* Activity *
Your answer should consist only of the lines from the line containing "Reviewer note: check that each instance of the hand" through the last line below, each repeated exactly.

Point-per-instance localization data:
+-------+

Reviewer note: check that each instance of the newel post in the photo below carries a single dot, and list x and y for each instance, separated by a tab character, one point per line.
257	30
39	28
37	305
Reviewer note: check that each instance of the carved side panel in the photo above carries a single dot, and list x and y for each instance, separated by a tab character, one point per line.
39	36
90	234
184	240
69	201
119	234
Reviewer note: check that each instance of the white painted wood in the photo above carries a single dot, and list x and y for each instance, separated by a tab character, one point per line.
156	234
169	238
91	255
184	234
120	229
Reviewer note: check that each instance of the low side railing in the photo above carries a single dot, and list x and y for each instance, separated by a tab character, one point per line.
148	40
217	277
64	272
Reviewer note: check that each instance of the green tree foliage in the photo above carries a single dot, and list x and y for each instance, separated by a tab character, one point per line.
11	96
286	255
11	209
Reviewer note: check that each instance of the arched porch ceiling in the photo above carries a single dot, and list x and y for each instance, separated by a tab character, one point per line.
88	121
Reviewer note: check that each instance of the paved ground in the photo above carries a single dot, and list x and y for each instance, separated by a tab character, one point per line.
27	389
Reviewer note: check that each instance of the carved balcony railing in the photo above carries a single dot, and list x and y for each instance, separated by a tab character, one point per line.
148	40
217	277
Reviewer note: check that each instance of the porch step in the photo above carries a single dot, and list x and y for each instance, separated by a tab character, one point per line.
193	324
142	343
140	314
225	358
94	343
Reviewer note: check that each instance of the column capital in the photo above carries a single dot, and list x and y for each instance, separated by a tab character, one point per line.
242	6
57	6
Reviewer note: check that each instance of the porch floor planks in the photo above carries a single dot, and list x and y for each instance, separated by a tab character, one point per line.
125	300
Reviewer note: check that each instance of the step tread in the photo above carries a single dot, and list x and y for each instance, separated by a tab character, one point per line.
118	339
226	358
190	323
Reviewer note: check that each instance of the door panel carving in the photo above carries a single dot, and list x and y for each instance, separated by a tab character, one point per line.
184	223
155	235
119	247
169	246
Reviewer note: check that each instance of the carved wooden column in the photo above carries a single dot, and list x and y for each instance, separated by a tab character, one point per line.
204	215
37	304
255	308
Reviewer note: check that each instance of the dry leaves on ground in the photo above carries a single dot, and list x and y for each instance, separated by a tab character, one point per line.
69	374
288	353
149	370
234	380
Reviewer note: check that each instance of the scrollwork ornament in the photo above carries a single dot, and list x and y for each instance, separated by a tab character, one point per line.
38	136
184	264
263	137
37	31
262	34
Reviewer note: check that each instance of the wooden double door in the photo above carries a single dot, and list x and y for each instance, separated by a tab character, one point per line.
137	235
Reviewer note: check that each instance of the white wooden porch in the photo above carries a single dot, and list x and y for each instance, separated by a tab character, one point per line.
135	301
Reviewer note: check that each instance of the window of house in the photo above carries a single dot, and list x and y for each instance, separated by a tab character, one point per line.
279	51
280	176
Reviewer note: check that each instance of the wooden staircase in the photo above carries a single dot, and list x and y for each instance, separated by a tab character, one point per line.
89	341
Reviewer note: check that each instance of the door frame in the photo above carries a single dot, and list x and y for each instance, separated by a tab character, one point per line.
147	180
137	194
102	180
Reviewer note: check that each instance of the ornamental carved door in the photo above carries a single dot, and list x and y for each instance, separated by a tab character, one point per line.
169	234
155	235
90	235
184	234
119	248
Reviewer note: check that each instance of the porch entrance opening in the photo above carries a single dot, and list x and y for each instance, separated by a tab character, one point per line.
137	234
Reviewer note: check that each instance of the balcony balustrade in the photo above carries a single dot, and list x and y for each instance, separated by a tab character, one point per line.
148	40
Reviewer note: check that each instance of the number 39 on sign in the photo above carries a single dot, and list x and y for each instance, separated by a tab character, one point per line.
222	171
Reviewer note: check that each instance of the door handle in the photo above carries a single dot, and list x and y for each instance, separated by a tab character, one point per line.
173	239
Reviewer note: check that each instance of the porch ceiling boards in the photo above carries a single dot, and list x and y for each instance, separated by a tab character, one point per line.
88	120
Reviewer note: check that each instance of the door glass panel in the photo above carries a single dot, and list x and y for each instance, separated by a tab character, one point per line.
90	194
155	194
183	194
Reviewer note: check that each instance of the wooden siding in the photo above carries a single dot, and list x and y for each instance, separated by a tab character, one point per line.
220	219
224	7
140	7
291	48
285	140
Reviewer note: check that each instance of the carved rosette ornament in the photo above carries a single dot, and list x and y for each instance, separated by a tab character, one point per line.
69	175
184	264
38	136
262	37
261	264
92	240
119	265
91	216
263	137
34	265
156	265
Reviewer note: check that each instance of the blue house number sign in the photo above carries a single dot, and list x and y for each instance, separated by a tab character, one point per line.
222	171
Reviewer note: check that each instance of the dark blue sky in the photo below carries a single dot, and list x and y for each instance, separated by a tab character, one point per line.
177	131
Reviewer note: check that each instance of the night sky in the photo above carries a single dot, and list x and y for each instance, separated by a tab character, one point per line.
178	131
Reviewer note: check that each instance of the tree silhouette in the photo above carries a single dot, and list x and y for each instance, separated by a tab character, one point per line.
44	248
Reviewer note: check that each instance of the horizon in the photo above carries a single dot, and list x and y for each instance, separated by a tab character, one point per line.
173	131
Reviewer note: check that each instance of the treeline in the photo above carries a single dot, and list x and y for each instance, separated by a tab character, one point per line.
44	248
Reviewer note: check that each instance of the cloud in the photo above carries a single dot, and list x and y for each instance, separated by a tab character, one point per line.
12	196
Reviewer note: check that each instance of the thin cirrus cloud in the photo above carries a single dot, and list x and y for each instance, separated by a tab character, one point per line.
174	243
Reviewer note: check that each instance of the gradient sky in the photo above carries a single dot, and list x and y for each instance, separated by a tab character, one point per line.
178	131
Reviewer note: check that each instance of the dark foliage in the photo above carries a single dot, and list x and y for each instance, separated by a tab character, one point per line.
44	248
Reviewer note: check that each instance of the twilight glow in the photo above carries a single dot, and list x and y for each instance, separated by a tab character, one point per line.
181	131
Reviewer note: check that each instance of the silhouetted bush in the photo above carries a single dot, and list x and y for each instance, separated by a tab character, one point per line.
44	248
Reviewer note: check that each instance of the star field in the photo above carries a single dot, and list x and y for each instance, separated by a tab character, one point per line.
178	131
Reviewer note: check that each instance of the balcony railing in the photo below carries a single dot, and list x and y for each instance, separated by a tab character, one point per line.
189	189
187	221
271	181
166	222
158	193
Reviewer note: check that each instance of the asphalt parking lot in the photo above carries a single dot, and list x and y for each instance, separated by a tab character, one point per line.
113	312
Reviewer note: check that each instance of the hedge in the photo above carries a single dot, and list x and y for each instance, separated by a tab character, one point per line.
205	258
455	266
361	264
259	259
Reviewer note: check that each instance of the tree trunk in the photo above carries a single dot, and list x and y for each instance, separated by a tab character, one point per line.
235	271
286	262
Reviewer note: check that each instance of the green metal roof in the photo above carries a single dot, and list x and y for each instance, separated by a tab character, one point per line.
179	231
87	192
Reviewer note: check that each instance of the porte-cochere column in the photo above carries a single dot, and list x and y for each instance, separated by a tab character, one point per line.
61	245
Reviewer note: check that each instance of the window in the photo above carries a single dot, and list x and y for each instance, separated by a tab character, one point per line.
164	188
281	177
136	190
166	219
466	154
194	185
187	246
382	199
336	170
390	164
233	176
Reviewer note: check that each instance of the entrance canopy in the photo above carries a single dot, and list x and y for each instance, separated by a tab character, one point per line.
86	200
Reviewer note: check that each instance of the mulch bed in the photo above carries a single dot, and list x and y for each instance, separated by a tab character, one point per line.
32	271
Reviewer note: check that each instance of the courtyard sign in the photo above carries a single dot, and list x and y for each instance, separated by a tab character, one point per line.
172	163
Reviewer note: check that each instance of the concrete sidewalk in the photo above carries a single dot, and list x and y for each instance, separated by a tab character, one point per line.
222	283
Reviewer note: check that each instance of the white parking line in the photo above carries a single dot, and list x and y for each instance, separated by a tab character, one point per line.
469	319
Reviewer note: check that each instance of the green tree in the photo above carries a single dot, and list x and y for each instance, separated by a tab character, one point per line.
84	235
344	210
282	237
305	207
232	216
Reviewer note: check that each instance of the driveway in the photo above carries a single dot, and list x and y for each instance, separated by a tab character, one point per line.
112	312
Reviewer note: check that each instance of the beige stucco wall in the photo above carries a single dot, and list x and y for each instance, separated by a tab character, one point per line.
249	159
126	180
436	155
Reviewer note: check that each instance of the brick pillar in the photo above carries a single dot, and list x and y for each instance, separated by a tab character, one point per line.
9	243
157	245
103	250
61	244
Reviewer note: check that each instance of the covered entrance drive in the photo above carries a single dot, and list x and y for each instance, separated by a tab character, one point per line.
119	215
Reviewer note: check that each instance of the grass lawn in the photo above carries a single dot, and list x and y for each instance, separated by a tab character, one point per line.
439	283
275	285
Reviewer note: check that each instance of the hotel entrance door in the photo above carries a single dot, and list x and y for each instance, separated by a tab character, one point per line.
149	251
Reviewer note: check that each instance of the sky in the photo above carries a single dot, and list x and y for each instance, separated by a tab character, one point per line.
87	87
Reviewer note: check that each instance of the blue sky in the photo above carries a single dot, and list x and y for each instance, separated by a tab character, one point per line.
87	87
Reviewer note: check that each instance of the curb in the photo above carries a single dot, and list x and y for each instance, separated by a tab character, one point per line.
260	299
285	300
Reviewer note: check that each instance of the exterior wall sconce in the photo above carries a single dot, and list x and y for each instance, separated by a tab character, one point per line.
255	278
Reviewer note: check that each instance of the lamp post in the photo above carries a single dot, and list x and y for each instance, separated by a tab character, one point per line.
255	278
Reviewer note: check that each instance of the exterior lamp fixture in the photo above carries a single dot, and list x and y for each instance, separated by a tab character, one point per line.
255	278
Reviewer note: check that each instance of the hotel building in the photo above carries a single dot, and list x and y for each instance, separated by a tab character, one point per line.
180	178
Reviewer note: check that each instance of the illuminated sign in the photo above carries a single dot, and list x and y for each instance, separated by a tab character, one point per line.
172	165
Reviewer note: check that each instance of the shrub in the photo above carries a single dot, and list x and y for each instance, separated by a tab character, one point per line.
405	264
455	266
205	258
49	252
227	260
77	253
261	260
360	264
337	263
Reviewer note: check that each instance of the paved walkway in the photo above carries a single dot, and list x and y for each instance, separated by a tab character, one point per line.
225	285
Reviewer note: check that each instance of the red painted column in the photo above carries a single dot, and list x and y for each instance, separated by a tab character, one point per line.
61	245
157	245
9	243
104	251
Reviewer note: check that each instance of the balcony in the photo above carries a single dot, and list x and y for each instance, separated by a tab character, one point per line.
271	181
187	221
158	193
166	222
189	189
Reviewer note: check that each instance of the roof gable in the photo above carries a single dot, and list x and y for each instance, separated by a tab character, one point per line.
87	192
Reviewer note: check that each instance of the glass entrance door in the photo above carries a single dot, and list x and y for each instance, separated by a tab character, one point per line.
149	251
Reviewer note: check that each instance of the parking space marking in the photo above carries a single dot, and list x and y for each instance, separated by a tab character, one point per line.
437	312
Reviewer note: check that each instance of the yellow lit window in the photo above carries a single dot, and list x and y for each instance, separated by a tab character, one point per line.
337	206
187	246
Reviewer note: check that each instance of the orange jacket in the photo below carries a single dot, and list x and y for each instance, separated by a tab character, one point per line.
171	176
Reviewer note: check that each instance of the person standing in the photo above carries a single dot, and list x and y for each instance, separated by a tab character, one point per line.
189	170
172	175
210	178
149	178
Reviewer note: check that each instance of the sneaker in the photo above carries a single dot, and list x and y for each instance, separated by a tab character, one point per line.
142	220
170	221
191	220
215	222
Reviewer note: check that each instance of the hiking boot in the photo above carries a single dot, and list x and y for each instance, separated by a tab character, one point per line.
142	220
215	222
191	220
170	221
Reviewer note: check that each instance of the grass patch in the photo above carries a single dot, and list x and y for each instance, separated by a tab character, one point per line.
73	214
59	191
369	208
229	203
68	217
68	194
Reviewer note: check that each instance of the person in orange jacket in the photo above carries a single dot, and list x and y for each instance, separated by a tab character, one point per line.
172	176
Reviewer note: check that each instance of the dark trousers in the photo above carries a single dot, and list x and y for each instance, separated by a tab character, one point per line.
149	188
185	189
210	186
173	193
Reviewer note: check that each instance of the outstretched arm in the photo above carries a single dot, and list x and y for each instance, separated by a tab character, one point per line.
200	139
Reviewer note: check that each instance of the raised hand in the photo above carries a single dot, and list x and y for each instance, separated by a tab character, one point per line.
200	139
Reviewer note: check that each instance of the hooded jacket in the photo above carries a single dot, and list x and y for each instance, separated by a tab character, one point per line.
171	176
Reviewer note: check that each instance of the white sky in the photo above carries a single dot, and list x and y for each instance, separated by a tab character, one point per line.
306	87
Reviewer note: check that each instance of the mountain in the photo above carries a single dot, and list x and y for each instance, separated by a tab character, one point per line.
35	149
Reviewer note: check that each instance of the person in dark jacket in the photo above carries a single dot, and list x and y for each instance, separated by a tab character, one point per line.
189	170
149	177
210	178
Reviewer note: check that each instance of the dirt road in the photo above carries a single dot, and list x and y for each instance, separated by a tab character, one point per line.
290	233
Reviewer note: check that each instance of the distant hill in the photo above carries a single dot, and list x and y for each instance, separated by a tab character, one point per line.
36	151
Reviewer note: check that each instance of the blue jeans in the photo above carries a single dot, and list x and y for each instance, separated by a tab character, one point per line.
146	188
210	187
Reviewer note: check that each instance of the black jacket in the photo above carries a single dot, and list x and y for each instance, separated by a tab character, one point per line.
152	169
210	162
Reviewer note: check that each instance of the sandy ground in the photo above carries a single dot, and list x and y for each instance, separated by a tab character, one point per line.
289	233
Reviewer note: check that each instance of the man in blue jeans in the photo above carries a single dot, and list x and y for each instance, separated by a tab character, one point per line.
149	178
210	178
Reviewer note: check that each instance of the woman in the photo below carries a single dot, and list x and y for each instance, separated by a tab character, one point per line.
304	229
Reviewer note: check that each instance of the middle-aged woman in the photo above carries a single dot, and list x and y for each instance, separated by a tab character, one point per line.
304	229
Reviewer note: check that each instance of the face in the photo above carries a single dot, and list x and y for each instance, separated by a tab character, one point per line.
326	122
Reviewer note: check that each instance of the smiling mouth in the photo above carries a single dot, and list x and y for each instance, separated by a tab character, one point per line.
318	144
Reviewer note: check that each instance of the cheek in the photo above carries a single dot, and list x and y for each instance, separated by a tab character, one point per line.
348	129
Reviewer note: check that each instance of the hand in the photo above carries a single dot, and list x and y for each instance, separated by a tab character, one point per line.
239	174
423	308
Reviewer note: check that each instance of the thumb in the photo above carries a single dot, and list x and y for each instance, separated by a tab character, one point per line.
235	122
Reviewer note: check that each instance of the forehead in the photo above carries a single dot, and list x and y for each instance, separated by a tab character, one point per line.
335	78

+-------+

* Answer below *
Reviewer note: check that each instance of the hand in the photo above carries a single dot, and list x and y for each instance, separated by a tab character, one point per line.
239	174
423	308
Reviewer note: check that each instance of the thumb in the photo above carries a single dot, and list x and y for each instance, separated by a tab character, one point per line.
235	122
Reviewer note: check that each instance of the forehead in the photo above carries a single dot, and list x and y for each instance, separated by a tab character, one point per line.
335	78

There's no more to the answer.